Records from a data source:
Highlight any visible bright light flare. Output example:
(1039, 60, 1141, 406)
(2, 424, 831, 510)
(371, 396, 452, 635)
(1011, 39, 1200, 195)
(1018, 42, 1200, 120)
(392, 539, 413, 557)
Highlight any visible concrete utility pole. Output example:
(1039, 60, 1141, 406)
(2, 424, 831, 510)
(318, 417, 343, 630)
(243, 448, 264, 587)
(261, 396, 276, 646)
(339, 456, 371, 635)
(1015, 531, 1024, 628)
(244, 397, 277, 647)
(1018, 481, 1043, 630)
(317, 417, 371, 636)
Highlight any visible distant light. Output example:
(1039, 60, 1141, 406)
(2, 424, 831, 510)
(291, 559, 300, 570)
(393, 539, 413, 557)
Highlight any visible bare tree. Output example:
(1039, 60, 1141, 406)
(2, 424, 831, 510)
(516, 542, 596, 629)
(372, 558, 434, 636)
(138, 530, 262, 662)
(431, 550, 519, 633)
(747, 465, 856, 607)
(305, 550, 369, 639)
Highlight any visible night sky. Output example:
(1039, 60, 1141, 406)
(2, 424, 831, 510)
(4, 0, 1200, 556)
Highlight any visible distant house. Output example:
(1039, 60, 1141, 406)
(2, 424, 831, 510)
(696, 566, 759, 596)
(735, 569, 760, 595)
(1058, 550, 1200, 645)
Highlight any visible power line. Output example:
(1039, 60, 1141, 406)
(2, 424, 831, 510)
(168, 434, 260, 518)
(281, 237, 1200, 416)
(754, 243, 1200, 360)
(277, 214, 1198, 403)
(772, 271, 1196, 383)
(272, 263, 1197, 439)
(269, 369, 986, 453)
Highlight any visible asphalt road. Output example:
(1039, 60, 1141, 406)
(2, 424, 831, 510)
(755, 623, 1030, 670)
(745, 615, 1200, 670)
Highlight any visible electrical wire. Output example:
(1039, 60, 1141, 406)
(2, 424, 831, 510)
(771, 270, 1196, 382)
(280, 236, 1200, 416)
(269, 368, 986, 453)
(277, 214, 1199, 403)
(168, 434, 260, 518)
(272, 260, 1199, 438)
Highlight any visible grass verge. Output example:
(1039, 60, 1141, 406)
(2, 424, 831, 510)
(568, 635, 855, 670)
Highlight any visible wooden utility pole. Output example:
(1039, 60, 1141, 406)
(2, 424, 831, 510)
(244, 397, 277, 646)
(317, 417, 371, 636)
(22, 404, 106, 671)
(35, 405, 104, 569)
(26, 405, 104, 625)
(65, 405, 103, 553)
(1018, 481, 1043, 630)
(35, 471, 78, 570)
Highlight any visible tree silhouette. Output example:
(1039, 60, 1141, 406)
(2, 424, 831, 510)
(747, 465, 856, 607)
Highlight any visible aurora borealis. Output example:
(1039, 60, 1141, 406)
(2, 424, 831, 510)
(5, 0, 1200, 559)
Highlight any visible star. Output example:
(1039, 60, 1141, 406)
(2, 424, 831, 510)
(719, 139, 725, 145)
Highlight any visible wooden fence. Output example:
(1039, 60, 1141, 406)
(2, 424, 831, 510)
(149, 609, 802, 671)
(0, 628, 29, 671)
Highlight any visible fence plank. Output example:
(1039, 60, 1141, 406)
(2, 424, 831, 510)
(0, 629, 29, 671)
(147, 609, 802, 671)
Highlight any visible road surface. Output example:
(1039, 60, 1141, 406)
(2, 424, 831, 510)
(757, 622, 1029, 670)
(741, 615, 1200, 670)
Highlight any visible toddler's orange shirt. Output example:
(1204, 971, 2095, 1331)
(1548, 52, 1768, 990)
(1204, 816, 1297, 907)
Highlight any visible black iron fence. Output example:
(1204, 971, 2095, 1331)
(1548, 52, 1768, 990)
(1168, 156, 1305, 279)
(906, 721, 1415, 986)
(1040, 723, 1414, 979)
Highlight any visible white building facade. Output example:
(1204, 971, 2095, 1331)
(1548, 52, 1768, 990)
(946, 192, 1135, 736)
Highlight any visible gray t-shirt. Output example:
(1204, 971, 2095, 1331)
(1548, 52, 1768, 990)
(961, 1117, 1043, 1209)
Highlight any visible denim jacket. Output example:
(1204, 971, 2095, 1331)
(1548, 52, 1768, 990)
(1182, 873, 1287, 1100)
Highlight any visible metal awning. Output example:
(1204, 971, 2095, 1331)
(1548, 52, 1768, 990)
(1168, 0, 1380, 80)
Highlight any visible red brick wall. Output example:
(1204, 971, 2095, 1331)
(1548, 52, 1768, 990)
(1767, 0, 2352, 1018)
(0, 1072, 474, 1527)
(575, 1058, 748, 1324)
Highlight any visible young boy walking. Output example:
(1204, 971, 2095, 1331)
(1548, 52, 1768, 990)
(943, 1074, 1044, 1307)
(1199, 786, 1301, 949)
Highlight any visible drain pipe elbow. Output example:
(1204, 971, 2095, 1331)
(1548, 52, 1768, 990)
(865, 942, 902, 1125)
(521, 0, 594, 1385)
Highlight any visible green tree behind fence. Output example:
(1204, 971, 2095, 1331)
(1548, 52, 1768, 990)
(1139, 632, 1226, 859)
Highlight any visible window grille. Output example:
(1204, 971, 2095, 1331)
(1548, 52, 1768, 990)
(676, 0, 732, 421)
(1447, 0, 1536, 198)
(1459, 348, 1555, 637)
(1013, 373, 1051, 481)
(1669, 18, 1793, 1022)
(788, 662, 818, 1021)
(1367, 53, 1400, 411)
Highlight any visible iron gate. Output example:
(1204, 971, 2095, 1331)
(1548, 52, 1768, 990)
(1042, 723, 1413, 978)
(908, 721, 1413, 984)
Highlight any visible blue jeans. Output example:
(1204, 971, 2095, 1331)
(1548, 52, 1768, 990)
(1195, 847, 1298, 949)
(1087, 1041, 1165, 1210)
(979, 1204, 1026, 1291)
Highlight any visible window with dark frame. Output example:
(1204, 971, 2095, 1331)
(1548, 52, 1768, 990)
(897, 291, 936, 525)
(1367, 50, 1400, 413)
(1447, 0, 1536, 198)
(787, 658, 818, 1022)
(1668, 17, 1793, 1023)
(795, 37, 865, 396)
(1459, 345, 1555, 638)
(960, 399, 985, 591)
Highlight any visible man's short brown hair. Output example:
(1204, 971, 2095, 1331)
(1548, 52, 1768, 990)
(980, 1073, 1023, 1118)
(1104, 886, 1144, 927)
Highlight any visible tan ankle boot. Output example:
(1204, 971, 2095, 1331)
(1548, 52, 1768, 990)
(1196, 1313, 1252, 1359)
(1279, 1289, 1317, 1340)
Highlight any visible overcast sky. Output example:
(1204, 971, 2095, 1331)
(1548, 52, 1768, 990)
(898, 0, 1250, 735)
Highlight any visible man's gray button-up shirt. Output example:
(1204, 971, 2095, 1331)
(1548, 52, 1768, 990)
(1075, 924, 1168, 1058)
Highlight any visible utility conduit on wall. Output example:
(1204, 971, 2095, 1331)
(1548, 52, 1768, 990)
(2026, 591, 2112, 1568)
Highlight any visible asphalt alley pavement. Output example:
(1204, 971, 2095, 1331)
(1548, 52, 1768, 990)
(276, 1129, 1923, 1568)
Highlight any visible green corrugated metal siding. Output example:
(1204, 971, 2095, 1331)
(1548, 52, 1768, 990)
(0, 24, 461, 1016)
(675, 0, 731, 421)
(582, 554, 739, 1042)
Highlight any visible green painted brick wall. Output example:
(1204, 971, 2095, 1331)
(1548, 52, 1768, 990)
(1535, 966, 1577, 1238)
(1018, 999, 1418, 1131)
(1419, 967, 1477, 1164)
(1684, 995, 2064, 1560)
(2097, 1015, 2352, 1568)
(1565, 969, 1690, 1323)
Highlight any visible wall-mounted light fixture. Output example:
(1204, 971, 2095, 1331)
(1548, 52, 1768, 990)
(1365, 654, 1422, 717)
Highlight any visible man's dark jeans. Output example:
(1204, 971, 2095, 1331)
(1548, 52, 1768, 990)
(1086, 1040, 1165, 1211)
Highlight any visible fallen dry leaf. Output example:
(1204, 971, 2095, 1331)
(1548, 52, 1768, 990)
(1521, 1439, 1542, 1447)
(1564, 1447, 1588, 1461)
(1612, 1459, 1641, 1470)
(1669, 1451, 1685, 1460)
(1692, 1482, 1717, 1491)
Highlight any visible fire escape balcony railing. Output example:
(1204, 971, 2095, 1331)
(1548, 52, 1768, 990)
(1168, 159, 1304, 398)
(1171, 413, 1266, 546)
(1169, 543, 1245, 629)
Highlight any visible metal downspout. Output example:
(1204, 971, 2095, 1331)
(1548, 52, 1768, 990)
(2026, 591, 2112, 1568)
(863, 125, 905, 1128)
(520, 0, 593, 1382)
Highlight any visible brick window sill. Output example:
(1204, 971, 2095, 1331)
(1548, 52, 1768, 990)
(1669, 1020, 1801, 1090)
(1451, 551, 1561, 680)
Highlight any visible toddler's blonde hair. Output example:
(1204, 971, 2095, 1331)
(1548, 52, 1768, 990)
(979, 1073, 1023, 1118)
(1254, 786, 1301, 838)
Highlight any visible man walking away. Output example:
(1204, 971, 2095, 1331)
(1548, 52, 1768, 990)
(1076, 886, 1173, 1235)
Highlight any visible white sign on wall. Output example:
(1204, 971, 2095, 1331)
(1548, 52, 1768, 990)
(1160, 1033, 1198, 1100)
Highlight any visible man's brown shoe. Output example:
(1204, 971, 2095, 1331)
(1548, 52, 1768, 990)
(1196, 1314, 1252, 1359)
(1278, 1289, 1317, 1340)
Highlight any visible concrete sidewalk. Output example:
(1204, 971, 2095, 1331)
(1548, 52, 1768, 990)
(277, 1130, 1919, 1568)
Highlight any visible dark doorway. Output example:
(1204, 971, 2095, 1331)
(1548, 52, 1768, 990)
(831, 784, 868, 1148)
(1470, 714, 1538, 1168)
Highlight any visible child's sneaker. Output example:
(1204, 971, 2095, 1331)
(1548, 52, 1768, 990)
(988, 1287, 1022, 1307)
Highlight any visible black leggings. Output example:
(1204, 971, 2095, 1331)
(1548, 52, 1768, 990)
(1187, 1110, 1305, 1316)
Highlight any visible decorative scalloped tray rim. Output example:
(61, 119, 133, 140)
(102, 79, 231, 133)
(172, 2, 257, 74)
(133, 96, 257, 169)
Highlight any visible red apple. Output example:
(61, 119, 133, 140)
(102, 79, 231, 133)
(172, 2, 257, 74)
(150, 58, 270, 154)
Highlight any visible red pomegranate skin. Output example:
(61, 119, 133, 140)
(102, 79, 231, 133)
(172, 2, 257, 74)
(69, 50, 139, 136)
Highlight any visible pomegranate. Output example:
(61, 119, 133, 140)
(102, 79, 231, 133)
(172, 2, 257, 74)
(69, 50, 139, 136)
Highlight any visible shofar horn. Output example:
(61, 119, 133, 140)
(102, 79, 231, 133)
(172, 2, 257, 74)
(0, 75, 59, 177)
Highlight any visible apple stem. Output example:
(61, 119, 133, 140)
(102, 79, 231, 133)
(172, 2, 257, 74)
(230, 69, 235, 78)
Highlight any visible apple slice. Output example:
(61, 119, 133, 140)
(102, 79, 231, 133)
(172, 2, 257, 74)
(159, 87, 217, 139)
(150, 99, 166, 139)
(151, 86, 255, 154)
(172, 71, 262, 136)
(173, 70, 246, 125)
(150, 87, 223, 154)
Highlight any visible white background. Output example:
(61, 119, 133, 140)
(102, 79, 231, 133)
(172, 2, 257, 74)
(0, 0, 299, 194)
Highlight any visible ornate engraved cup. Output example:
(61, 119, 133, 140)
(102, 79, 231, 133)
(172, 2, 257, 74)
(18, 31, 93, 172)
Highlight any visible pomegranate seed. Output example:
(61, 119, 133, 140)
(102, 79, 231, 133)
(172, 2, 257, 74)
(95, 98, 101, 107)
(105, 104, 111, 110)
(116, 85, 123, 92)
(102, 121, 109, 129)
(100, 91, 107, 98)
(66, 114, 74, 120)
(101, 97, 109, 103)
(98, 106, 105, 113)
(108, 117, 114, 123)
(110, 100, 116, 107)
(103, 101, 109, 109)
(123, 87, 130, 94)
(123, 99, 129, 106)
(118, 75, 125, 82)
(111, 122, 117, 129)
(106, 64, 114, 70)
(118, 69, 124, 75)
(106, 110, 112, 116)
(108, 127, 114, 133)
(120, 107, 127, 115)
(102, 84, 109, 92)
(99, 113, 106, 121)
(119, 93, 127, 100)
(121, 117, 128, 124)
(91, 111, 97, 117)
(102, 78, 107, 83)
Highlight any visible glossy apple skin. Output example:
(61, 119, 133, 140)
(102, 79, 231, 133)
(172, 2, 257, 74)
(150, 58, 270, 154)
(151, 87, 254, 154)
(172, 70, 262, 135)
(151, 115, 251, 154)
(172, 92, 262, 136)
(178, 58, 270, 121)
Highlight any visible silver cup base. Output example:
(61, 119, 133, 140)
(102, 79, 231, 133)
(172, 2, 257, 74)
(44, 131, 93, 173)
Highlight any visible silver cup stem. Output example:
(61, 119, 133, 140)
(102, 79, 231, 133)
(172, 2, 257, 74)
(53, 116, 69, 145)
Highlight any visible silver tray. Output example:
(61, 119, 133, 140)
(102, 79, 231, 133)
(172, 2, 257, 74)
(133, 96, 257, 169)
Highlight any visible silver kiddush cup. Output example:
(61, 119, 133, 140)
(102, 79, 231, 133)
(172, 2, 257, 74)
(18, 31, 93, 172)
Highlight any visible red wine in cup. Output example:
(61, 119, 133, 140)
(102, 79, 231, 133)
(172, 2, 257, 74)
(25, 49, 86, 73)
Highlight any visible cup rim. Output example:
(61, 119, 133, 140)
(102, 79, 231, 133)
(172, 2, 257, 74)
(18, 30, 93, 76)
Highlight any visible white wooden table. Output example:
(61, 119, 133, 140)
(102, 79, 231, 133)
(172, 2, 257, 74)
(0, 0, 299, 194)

* Problem details: For every line above that holds the word "silver", report the whole line.

* Task solution:
Highlight any visible silver cup base. Output example:
Highlight any visible silver cup stem. Output example:
Highlight any visible silver tray. Output example:
Highlight any visible silver kiddush cup. Output example:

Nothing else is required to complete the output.